Please find all lines in the data that hold the string "each" and copy them.

(Provided records begins)

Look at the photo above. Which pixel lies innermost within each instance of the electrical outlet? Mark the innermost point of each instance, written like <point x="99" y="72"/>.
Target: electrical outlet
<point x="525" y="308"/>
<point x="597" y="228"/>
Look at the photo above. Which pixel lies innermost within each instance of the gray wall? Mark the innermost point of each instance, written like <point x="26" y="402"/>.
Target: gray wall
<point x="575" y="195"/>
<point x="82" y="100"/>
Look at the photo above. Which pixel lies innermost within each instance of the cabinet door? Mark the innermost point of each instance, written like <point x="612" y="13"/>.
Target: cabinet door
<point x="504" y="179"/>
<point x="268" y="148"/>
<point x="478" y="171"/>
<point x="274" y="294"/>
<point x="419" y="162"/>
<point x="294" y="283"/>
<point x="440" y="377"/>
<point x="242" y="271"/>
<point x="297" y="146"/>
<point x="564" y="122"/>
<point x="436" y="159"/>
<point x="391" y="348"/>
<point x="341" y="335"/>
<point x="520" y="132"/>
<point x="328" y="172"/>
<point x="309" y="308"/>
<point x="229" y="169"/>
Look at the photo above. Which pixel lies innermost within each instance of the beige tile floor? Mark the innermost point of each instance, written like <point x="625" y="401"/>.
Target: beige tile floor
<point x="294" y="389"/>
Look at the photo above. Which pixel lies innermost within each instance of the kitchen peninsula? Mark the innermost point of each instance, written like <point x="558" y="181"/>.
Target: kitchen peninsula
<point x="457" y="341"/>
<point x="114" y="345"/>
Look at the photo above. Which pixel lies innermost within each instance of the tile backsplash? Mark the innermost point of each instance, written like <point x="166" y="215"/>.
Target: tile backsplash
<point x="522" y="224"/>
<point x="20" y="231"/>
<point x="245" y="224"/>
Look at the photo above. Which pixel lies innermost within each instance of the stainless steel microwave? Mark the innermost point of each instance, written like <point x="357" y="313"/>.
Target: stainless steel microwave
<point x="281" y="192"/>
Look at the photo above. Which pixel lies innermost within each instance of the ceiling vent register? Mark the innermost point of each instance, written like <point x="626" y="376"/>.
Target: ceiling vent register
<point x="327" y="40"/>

(Provided records ends)

# Solution to this exercise:
Look at the photo above. Which pixel lies innermost within each instance of the electrical outlet? Mark the innermost point of each instance, written like <point x="99" y="72"/>.
Look at the photo above. Which pixel lies innermost within each instance of the gray wall? Mark the innermost point of each instance, written like <point x="26" y="402"/>.
Look at the photo above. Which pixel lies innermost within each instance of the cabinet door? Mark the innermost point of each instance, written like <point x="612" y="13"/>.
Look at the photo above. Which pixel lies innermost within each instance of the beige tile floor? Mark the innermost point of each instance, written like <point x="625" y="401"/>.
Look at the photo above. Which pixel lies innermost within each instance of the kitchen peninsula? Mark the innermost point of each instance, written like <point x="558" y="181"/>.
Look at the photo above. Which pixel lies innermost within each instance of the tile backsplash? Mark the innermost point of each instance, written like <point x="166" y="215"/>.
Look at the photo above. Which pixel lies innermost within each instance of the stainless steel microwave? Mark the innermost point of each instance, written like <point x="357" y="313"/>.
Look at the photo above. Which pixel lies innermost within each instance of the ceiling vent register? Mark the innermost point of each instance, written like <point x="626" y="376"/>.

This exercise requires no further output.